Task item: Leave out the pictures and reproduce all of the data exactly.

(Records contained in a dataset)
BEGIN
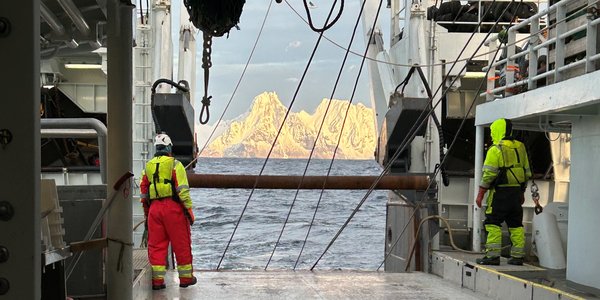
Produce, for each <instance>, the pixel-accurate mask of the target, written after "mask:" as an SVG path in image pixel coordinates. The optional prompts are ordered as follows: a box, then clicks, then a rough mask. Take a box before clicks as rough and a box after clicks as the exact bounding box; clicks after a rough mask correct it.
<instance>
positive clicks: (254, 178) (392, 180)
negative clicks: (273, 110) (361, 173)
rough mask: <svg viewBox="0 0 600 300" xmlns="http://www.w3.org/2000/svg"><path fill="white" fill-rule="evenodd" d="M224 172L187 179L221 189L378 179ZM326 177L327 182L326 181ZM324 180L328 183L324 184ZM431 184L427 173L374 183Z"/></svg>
mask: <svg viewBox="0 0 600 300" xmlns="http://www.w3.org/2000/svg"><path fill="white" fill-rule="evenodd" d="M257 177H258V176H257V175H222V174H192V173H189V174H188V182H189V185H190V187H193V188H219V189H234V188H239V189H251V188H253V187H254V185H255V184H256V188H257V189H293V190H295V189H298V185H299V184H300V181H302V185H301V186H300V189H304V190H310V189H319V190H320V189H322V188H324V189H328V190H333V189H339V190H366V189H369V188H370V187H371V185H372V184H373V183H374V182H375V180H376V179H377V176H329V177H327V176H305V177H304V180H302V176H273V175H263V176H260V177H259V178H258V182H256V180H257ZM325 179H327V182H325ZM323 183H325V186H323ZM428 184H429V178H428V177H427V176H422V175H419V176H407V175H403V176H399V175H387V176H384V177H382V178H381V180H380V181H379V182H378V183H377V185H376V186H375V189H377V190H425V189H427V186H428Z"/></svg>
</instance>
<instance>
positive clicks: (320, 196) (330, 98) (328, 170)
mask: <svg viewBox="0 0 600 300" xmlns="http://www.w3.org/2000/svg"><path fill="white" fill-rule="evenodd" d="M305 2H306V1H305ZM365 3H366V2H363V5H362V6H361V9H360V12H359V13H358V17H357V19H356V24H355V25H354V30H353V31H352V36H351V37H350V41H349V43H348V48H350V46H351V45H352V43H353V42H354V38H355V36H356V29H357V28H358V25H359V24H360V16H361V15H362V13H363V9H364V7H365ZM342 5H343V3H342ZM348 56H349V51H346V54H345V56H344V59H343V60H342V65H341V66H340V70H339V72H338V75H337V78H336V80H335V84H334V85H333V90H332V91H331V96H330V97H329V99H330V100H329V102H328V103H327V108H326V109H325V113H324V114H323V119H322V120H321V124H320V126H319V130H318V131H317V136H316V137H315V142H314V144H313V146H312V149H311V151H310V154H309V156H308V161H307V162H306V166H305V167H304V172H303V173H302V178H301V179H300V182H299V183H298V188H297V189H296V193H295V195H294V200H292V203H291V205H290V208H289V211H288V213H287V216H286V218H285V221H284V223H283V226H282V228H281V231H280V232H279V237H278V238H277V242H275V247H273V252H271V256H270V257H269V260H268V261H267V264H266V266H265V270H267V268H268V267H269V264H270V263H271V259H272V258H273V255H274V254H275V250H276V249H277V247H278V246H279V242H280V240H281V237H282V235H283V231H284V230H285V227H286V225H287V223H288V220H289V218H290V215H291V214H292V210H293V208H294V205H295V203H296V200H297V199H298V193H299V192H300V187H301V186H302V183H303V182H304V178H305V176H306V173H307V171H308V167H309V165H310V161H311V159H312V157H313V154H314V152H315V148H316V147H317V142H318V140H319V137H320V136H321V131H322V130H323V125H324V124H325V119H326V118H327V114H328V113H329V108H330V107H331V103H332V102H333V96H334V95H335V91H336V89H337V86H338V83H339V82H340V79H341V77H342V72H343V70H344V66H345V65H346V61H347V59H348ZM361 71H362V70H360V71H359V74H360V72H361ZM351 104H352V98H351V99H350V103H349V104H348V109H347V110H346V116H347V115H348V110H349V108H350V105H351ZM345 120H346V118H345V117H344V123H342V129H341V131H340V139H341V136H342V133H343V132H344V125H345ZM339 143H340V140H338V144H337V146H339ZM337 146H336V148H335V150H334V151H333V158H332V160H331V162H332V163H333V160H334V159H335V152H336V151H337ZM330 172H331V165H330V166H329V169H328V172H327V176H325V180H324V182H323V188H322V189H321V195H320V196H319V201H318V202H317V207H316V208H315V215H316V211H317V209H318V207H319V203H320V202H321V197H322V195H323V191H324V187H325V184H326V183H327V178H328V177H329V174H330ZM315 215H313V221H314V218H315ZM313 221H311V224H310V226H309V228H308V233H307V234H306V238H305V239H304V243H303V244H302V249H301V250H300V254H299V255H298V259H297V260H296V263H295V264H294V270H295V269H296V265H297V264H298V260H299V259H300V256H301V255H302V250H304V246H305V244H306V241H307V239H308V235H309V233H310V229H311V227H312V223H313Z"/></svg>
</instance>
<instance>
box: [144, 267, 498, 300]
END
Finished exercise:
Produce, for each <instance>, the pixel-accurate mask of the target, written after "mask:" as an SVG path in image pixel coordinates. The optional prompts are ordered as follows: a box, then clicks, then a rough mask. Take a box before clicks as rough and a box after clicks as the exact bounding box; clicks after a rough mask correct it.
<instance>
positive clicks: (254, 178) (392, 180)
negative clicks: (273, 110) (361, 173)
rough mask: <svg viewBox="0 0 600 300" xmlns="http://www.w3.org/2000/svg"><path fill="white" fill-rule="evenodd" d="M224 172L187 179L221 189L378 179ZM326 177L327 182L326 181ZM324 180L328 183L324 184ZM431 184L427 173L374 183Z"/></svg>
mask: <svg viewBox="0 0 600 300" xmlns="http://www.w3.org/2000/svg"><path fill="white" fill-rule="evenodd" d="M257 177H258V176H257V175H222V174H192V173H189V174H188V182H189V185H190V187H193V188H219V189H234V188H239V189H251V188H253V187H254V185H255V184H256V188H257V189H293V190H295V189H298V185H299V184H300V181H302V185H301V186H300V189H304V190H310V189H319V190H320V189H322V188H324V189H328V190H333V189H339V190H366V189H369V188H370V187H371V185H372V184H373V183H374V182H375V180H376V179H377V176H329V177H327V176H305V177H304V180H302V176H273V175H263V176H260V177H259V178H258V182H256V180H257ZM325 179H327V182H325ZM323 183H325V186H323ZM428 184H429V178H428V177H427V176H422V175H419V176H407V175H403V176H399V175H387V176H384V177H382V178H381V180H380V181H379V182H378V183H377V185H376V186H375V189H377V190H425V189H427V186H428Z"/></svg>
</instance>
<instance>
positive clicks: (320, 196) (330, 98) (328, 170)
mask: <svg viewBox="0 0 600 300" xmlns="http://www.w3.org/2000/svg"><path fill="white" fill-rule="evenodd" d="M305 2H306V1H305ZM365 3H366V2H363V5H362V6H361V9H360V12H359V13H358V17H357V19H356V24H355V25H354V30H353V31H352V36H351V37H350V41H349V43H348V48H350V46H351V45H352V43H353V42H354V38H355V36H356V29H357V28H358V25H359V24H360V16H361V15H362V13H363V9H364V7H365ZM342 5H343V3H342ZM348 56H349V51H346V54H345V56H344V59H343V60H342V65H341V66H340V70H339V72H338V75H337V78H336V80H335V84H334V85H333V90H332V91H331V96H330V97H329V99H330V100H329V102H328V103H327V108H326V109H325V113H324V114H323V119H322V120H321V124H320V126H319V130H318V131H317V136H316V137H315V142H314V144H313V146H312V149H311V151H310V154H309V156H308V161H307V162H306V166H305V167H304V172H303V173H302V178H301V179H300V182H299V183H298V188H297V189H296V193H295V195H294V200H292V203H291V205H290V208H289V211H288V213H287V216H286V218H285V221H284V223H283V226H282V228H281V231H280V232H279V237H278V238H277V242H275V247H273V252H271V256H270V257H269V260H268V261H267V264H266V266H265V270H267V268H268V267H269V264H270V263H271V259H272V258H273V255H274V254H275V250H276V249H277V247H278V246H279V242H280V240H281V237H282V235H283V231H284V230H285V227H286V225H287V223H288V220H289V218H290V215H291V214H292V210H293V208H294V205H295V203H296V200H297V199H298V193H299V192H300V187H301V186H302V183H303V182H304V178H305V176H306V173H307V171H308V167H309V165H310V161H311V159H312V157H313V154H314V152H315V148H316V147H317V142H318V140H319V137H320V136H321V131H322V130H323V125H324V124H325V119H326V118H327V114H328V113H329V108H330V107H331V103H332V102H333V96H334V95H335V91H336V89H337V86H338V83H339V82H340V79H341V77H342V72H343V70H344V66H345V65H346V61H347V59H348ZM361 71H362V70H360V71H359V74H360V72H361ZM351 104H352V98H351V99H350V103H349V104H348V109H347V110H346V116H347V115H348V110H349V108H350V105H351ZM345 120H346V118H345V117H344V123H342V129H341V131H340V139H341V136H342V133H343V132H344V125H345ZM339 143H340V140H338V144H337V146H339ZM337 146H336V148H335V150H334V151H333V158H332V160H331V162H332V163H333V160H334V159H335V152H336V151H337ZM330 172H331V165H330V166H329V169H328V172H327V176H325V180H324V182H323V188H322V189H321V195H320V196H319V201H318V202H317V207H316V208H315V215H316V211H317V209H318V207H319V203H320V202H321V197H322V195H323V191H324V187H325V184H326V183H327V178H328V177H329V174H330ZM315 215H313V221H314V218H315ZM313 221H311V224H310V226H309V228H308V233H307V234H306V238H305V239H304V243H303V244H302V249H301V250H300V254H299V255H298V259H297V260H296V263H295V264H294V270H295V269H296V265H297V264H298V260H299V259H300V256H301V255H302V250H304V246H305V244H306V241H307V239H308V235H309V233H310V229H311V227H312V223H313Z"/></svg>
</instance>
<instance>
box: [144, 267, 498, 300]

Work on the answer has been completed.